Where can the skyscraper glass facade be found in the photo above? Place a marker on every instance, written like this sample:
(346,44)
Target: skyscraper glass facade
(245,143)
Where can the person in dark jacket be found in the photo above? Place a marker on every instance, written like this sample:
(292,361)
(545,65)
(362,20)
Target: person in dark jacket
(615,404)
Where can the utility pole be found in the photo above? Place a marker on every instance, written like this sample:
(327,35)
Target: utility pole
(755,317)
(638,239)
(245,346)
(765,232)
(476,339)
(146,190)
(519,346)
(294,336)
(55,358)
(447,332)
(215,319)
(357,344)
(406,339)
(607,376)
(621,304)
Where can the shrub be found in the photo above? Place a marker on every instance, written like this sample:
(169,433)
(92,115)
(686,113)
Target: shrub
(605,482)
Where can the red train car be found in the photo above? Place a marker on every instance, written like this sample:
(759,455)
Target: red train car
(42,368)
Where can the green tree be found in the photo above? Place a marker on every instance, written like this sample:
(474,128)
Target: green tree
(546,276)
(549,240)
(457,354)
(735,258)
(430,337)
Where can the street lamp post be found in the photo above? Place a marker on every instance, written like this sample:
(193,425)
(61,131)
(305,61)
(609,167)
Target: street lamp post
□ □ □
Task to complete → Please quote nothing but the lines from the line with "Where can the person" through the end of the data above, exactly as written, ends included.

Solution to this task →
Where can the person in dark jacket be found in the photo above? Place a marker on every instance, written like this sample:
(292,361)
(545,65)
(362,20)
Target: person in dark jacket
(615,404)
Where can the utility pole be found in the photo above? Place a marker on every instance, written like this sample:
(327,35)
Target: utility pole
(755,317)
(638,239)
(245,346)
(765,232)
(476,339)
(146,190)
(519,346)
(294,336)
(55,358)
(447,332)
(215,319)
(357,344)
(406,339)
(607,376)
(621,304)
Where can the shrub be found in the photo above? Place a marker on every instance, written like this sample:
(169,433)
(92,115)
(686,113)
Target: shrub
(605,482)
Where can the red train car be found in the photo above? Place a marker on every instance, written like this sample:
(759,455)
Target: red train car
(42,368)
Where can the green tree be found in the photo above? Place a marker on every instance, written like this sample:
(474,128)
Target: green tree
(546,276)
(549,240)
(457,354)
(735,258)
(430,337)
Where can the street lamp post be found in the photo above? Place a marker on every instance, written like this sample:
(193,425)
(61,131)
(305,61)
(609,167)
Target: street lamp post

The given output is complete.